TASKS TO COMPLETE.
1) Print the stretch from "This reality is" through "and water independently." in the article on Bridge Data Centres' wastewater treatment.
2) In the article on Bridge Data Centres' wastewater treatment, what causes the Reverse Osmosis system to switch on automatically?

TEXT.
▼
How Bridge Data Centres processes treated wastewater

And achieves up to 85% water recovery in Johor.

How Bridge Data Centres processes treated wastewater
Photo Credit: Paul Mah. (Left to Right) Vivian. Lye Yit. Moh. Ivan.

How does Bridge Data Centres treat the water for its 200MW data centre in Johor? By using an advanced treatment process with two distinct stages.

I sat through a fascinating panel on sustainable data centres at DCW Asia today, moderated by Vivian Wong from DC Byte, and learned things I didn't know about the evolving water challenges facing modern facilities.

Bridge Data Centres' two-stage approach

Bridge Data Centres is among the first to use treated wastewater for its 200MW data centre in Johor. Lye Yit Tho, VP of Design, shared details of their innovative system.

The data centre uses two main treatment technologies working in sequence. The first stage employs a Membrane Bioreactor that uses microorganisms to break down organic wastes and impurities, before using a membrane filter to remove remaining suspended particles and bacteria.

The second stage uses Reverse Osmosis, which applies high pressure to force water through an extremely fine membrane, removing dissolved salts, minerals, and even microscopic contaminants that escaped the first treatment.

The system is intelligently staged. MBR handles primary treatment, but when sensors detect lower-quality water, the RO system automatically activates for additional purification. The result is an 85% water recovery rate for use in its data centre.

Scale changes everything

The amount of water modern data centres consume today operates on a completely different scale than five years ago, notes Mohammad Sherafatmand of Hydroleap. The latest data centres are so large that local communities and cities simply don't have enough water or energy to supply them, regardless of price.

This reality is forcing operators into two critical areas they must now address: becoming radically more efficient and tracking their Water Usage Effectiveness (WUE), and finding new ways to source their own power and water independently.

Moh, who works with organisations like Singapore's PUB on water treatment, admitted he used to "know nothing" about data centres before leveraging his firm's technology to help the industry in 2019. His observation cuts to the heart of the challenge: "If your [new] data centre looks like one designed just three years ago, you're falling behind in efficiency and sourcing."

Rethinking returns on sustainability investments

When data centre operators consider investing in advanced solutions or renewables, calculating ROI becomes complicated, says Ivan Li of ENGIE Impact. The real value often comes from benefits that are harder to quantify, such as data centre designs that pre-empt future problems, gain investor confidence, and enable better business models.

One example of improved business models involves smart operators building clauses into customer contracts that mitigate the impact of certain price increases. These forward-thinking approaches create value that traditional ROI calculations might miss.

The panel highlighted how sustainability in data centres has moved beyond simple efficiency gains to fundamental changes in how facilities source, treat, and reuse resources. The operators succeeding today are those treating water and energy as strategic assets requiring innovative approaches rather than utilities to be consumed.
▲
DATA.
▼
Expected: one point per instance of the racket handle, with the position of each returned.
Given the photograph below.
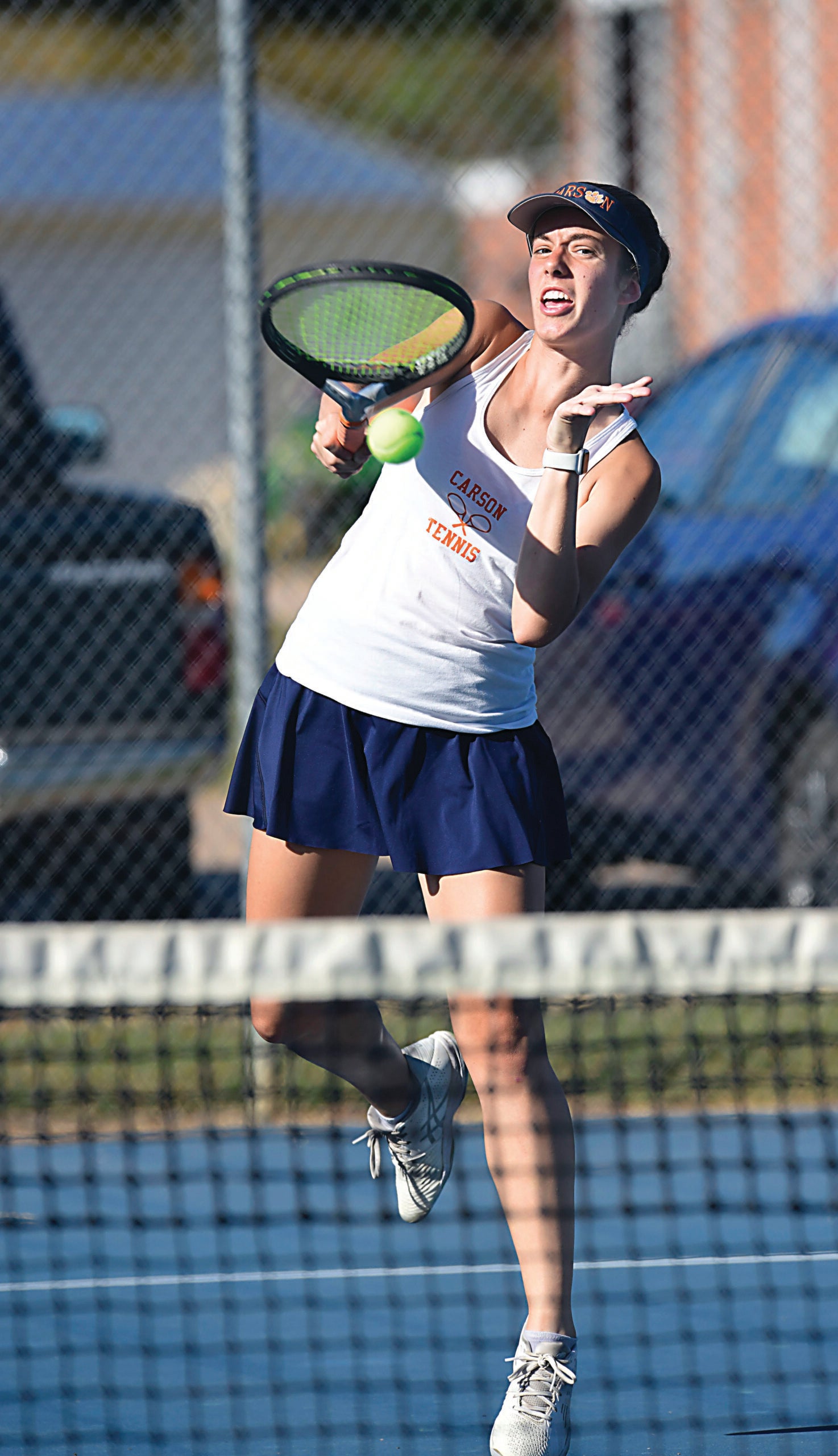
(351, 436)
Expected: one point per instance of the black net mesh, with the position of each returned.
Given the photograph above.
(196, 1260)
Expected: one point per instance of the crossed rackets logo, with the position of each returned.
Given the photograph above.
(478, 523)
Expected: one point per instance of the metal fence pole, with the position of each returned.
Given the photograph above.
(239, 147)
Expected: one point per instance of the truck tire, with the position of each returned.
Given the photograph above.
(808, 820)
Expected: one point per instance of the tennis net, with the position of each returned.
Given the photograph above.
(196, 1260)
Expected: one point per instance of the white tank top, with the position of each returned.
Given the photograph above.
(412, 618)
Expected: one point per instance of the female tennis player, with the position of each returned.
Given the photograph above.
(401, 719)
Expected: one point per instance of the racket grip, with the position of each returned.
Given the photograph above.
(351, 436)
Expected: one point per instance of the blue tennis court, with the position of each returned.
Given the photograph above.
(252, 1290)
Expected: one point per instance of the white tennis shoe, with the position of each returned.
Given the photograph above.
(422, 1143)
(534, 1418)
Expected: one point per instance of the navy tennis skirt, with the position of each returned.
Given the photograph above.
(318, 774)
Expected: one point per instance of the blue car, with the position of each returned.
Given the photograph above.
(694, 704)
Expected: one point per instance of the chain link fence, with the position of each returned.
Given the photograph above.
(694, 704)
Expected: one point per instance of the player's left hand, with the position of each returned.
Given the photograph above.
(569, 425)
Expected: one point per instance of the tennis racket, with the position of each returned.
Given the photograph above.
(376, 326)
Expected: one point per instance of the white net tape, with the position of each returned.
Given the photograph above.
(558, 956)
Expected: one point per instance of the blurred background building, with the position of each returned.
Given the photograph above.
(402, 129)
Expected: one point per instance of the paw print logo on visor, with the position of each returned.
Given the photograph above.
(478, 523)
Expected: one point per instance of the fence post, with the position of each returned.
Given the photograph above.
(239, 150)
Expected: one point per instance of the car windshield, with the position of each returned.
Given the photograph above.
(790, 450)
(687, 430)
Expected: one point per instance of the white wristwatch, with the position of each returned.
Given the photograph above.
(555, 461)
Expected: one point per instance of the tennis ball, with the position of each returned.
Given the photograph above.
(395, 436)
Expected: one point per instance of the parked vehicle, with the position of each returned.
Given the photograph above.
(113, 673)
(694, 705)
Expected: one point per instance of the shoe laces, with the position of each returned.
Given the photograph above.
(399, 1148)
(549, 1372)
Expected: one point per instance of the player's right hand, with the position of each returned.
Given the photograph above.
(331, 453)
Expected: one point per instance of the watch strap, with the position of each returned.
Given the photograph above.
(574, 464)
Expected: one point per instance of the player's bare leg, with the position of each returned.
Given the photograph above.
(526, 1116)
(290, 883)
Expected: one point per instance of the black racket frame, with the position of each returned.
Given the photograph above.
(360, 402)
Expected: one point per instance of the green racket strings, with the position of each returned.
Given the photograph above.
(371, 326)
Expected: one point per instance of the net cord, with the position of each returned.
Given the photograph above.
(553, 956)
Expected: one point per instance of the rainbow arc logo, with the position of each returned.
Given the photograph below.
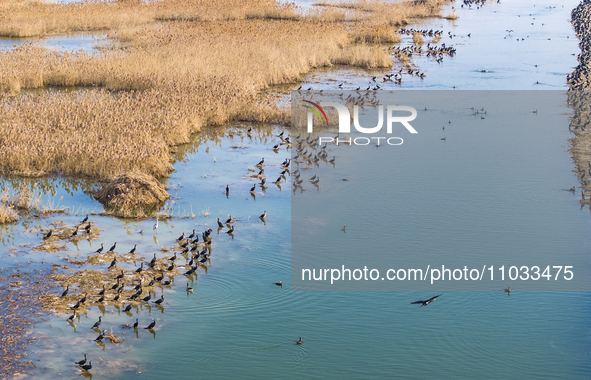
(317, 110)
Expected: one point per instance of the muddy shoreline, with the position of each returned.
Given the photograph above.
(579, 98)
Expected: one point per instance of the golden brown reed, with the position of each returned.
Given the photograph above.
(7, 214)
(417, 39)
(178, 65)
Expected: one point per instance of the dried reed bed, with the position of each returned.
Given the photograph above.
(180, 65)
(7, 214)
(132, 195)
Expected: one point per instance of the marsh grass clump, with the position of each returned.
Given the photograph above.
(24, 199)
(7, 214)
(132, 195)
(417, 39)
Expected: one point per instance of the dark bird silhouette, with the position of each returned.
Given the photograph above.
(86, 367)
(426, 302)
(140, 269)
(121, 275)
(81, 362)
(101, 336)
(96, 324)
(151, 325)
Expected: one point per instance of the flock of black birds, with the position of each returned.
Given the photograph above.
(196, 248)
(152, 274)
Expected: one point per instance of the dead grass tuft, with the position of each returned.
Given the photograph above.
(132, 195)
(7, 214)
(176, 66)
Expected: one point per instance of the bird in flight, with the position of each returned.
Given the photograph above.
(425, 302)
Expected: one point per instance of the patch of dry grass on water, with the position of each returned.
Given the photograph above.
(178, 65)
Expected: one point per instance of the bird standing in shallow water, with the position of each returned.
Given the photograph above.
(101, 336)
(97, 324)
(86, 367)
(151, 325)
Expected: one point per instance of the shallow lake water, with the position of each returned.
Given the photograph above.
(87, 43)
(238, 324)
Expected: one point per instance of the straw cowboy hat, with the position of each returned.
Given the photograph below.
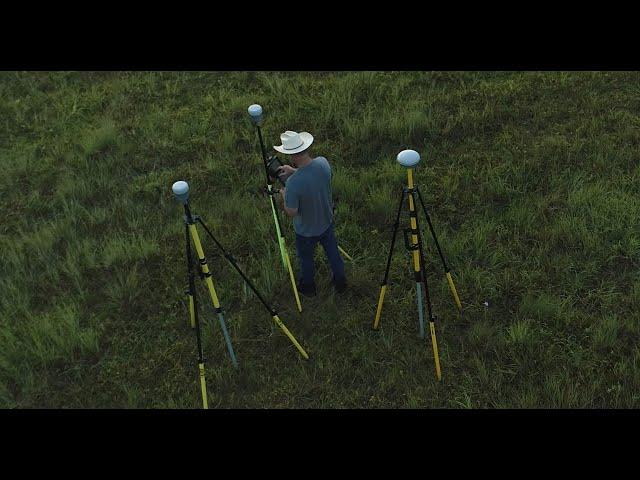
(293, 142)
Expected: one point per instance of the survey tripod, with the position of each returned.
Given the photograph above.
(409, 159)
(181, 191)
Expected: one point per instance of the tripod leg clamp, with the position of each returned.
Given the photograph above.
(408, 245)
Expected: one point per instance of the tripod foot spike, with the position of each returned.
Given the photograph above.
(434, 344)
(203, 386)
(454, 292)
(227, 340)
(286, 331)
(376, 322)
(292, 278)
(420, 309)
(192, 315)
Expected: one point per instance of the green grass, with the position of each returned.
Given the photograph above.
(532, 181)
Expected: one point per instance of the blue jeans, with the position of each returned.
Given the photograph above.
(305, 247)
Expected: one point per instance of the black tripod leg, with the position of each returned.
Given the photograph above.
(447, 271)
(383, 285)
(272, 311)
(432, 328)
(193, 311)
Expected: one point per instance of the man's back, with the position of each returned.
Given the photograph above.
(309, 190)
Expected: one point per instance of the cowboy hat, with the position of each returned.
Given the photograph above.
(293, 142)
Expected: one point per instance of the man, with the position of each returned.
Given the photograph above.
(307, 198)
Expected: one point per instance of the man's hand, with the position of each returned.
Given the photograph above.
(292, 212)
(286, 171)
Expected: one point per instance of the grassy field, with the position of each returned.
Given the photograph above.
(532, 180)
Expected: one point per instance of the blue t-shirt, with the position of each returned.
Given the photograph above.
(309, 190)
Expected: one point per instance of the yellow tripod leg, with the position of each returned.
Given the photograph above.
(454, 292)
(345, 253)
(376, 322)
(192, 315)
(212, 291)
(292, 277)
(203, 386)
(434, 344)
(291, 337)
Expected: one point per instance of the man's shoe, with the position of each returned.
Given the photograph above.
(307, 290)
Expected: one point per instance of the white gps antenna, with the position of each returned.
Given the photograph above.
(181, 191)
(255, 112)
(408, 158)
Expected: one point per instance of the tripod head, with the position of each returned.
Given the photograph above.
(408, 158)
(181, 191)
(272, 163)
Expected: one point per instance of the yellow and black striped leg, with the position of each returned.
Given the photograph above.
(192, 322)
(447, 271)
(420, 253)
(383, 285)
(209, 282)
(273, 313)
(195, 321)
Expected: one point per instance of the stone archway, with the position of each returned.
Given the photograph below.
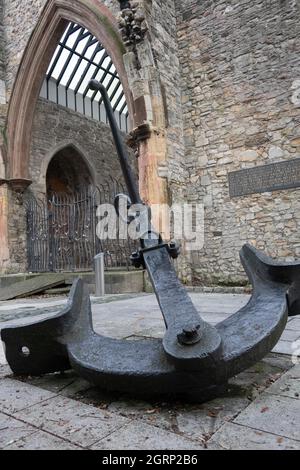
(99, 21)
(67, 172)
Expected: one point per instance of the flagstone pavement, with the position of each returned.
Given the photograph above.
(261, 409)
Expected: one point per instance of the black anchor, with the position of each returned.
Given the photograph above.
(194, 360)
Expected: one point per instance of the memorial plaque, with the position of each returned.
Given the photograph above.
(265, 178)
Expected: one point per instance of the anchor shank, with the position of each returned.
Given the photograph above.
(121, 149)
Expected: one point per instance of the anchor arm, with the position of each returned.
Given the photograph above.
(188, 339)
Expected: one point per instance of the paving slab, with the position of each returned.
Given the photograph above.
(5, 371)
(69, 419)
(201, 423)
(232, 436)
(288, 385)
(11, 430)
(279, 361)
(290, 335)
(273, 413)
(16, 395)
(141, 436)
(41, 441)
(293, 323)
(31, 286)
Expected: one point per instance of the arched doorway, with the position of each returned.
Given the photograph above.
(67, 173)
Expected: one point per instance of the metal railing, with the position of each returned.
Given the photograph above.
(61, 231)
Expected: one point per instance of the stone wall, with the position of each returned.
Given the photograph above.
(240, 66)
(56, 127)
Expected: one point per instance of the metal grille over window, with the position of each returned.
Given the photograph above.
(78, 58)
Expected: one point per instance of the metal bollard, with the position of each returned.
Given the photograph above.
(99, 275)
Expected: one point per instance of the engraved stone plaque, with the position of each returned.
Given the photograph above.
(265, 178)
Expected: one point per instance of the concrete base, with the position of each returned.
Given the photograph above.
(116, 281)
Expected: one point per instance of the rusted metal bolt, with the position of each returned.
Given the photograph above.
(190, 335)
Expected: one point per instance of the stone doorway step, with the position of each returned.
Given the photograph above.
(26, 285)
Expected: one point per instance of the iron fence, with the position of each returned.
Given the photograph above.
(61, 231)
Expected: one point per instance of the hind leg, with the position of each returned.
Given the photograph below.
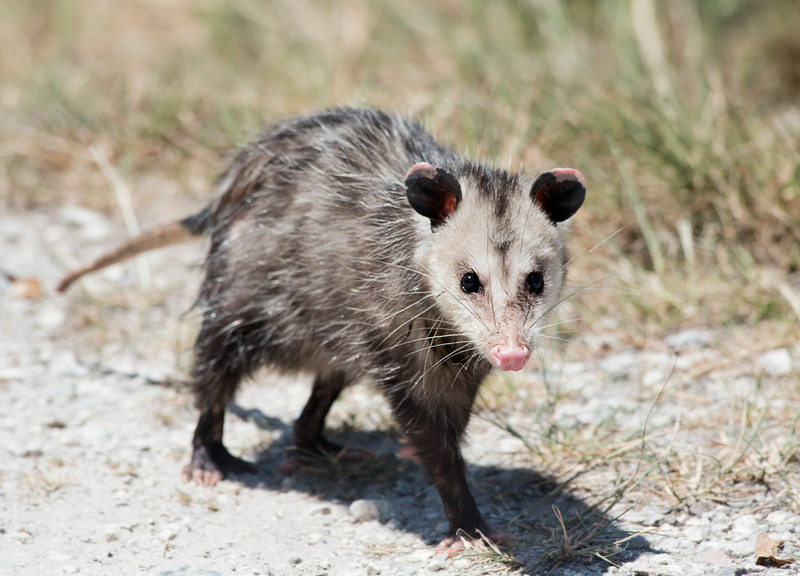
(308, 435)
(211, 461)
(219, 367)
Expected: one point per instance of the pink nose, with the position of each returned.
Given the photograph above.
(510, 357)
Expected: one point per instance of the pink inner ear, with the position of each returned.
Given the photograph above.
(422, 170)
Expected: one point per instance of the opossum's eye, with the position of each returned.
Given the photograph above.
(470, 283)
(535, 283)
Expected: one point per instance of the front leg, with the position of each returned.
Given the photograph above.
(434, 424)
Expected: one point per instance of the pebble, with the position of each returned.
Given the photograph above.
(776, 363)
(745, 525)
(369, 510)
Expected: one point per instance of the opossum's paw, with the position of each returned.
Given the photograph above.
(454, 545)
(209, 466)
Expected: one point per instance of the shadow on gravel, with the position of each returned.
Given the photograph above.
(522, 502)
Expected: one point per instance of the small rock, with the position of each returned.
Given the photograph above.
(169, 532)
(776, 362)
(402, 568)
(778, 516)
(694, 533)
(746, 525)
(713, 557)
(367, 510)
(174, 571)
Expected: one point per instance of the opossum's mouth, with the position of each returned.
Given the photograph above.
(510, 356)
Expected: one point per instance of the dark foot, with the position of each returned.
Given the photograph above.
(209, 465)
(453, 545)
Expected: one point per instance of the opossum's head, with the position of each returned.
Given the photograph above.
(496, 254)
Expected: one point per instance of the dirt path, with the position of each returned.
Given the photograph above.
(95, 428)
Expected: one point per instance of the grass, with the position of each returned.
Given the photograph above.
(683, 118)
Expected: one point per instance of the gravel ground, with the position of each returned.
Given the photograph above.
(95, 426)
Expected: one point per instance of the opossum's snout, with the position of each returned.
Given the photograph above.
(510, 356)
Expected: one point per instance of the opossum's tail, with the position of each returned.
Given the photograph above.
(174, 233)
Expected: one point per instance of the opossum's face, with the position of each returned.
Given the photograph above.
(496, 256)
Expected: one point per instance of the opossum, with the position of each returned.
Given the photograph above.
(351, 244)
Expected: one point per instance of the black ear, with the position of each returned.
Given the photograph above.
(433, 192)
(559, 193)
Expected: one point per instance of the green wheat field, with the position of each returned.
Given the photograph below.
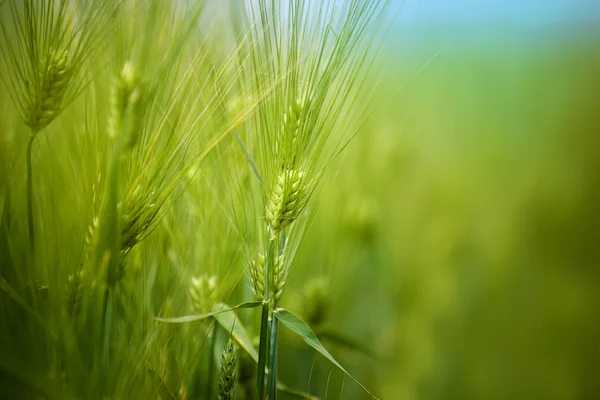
(261, 199)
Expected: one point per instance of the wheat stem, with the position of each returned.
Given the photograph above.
(30, 191)
(272, 378)
(264, 328)
(211, 360)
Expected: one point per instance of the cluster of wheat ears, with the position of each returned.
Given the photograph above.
(168, 147)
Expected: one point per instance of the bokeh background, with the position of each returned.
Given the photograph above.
(464, 217)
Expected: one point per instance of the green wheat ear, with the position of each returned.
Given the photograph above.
(45, 99)
(228, 371)
(278, 279)
(126, 106)
(286, 201)
(257, 276)
(203, 294)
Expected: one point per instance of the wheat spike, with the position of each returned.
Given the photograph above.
(286, 200)
(228, 371)
(46, 95)
(126, 106)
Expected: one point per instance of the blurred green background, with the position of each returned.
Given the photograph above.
(464, 217)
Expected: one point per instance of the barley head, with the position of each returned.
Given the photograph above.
(140, 211)
(277, 281)
(257, 276)
(228, 371)
(126, 106)
(279, 278)
(45, 96)
(286, 200)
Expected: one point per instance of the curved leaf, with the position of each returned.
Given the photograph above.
(294, 323)
(348, 342)
(222, 309)
(231, 323)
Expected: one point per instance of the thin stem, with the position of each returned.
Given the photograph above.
(264, 328)
(272, 378)
(273, 343)
(107, 328)
(30, 191)
(211, 359)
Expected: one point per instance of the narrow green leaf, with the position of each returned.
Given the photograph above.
(222, 309)
(347, 342)
(293, 392)
(294, 323)
(231, 323)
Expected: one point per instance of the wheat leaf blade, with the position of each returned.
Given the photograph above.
(296, 325)
(231, 323)
(221, 309)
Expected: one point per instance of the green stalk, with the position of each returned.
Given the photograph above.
(272, 378)
(264, 327)
(30, 191)
(211, 359)
(273, 344)
(107, 327)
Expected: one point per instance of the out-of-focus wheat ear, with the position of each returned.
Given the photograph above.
(203, 294)
(45, 95)
(126, 106)
(257, 276)
(286, 200)
(228, 371)
(75, 292)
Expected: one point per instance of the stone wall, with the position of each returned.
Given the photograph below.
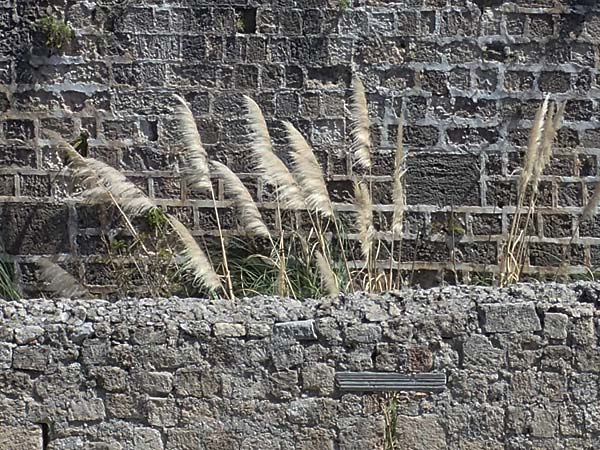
(522, 367)
(467, 75)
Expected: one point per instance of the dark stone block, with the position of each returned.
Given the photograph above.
(34, 229)
(17, 157)
(438, 179)
(18, 129)
(545, 254)
(486, 224)
(557, 226)
(554, 82)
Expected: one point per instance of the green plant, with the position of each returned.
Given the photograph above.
(389, 408)
(537, 156)
(57, 33)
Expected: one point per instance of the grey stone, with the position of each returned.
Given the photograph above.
(20, 437)
(31, 358)
(511, 318)
(319, 378)
(420, 433)
(479, 354)
(555, 325)
(148, 439)
(5, 356)
(27, 334)
(155, 382)
(86, 410)
(363, 334)
(301, 330)
(229, 330)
▲
RESPONSE LIST.
1)
This reality is forcing operators into two critical areas they must now address: becoming radically more efficient and tracking their Water Usage Effectiveness (WUE), and finding new ways to source their own power and water independently.

2) It switches on when sensors detect lower-quality water.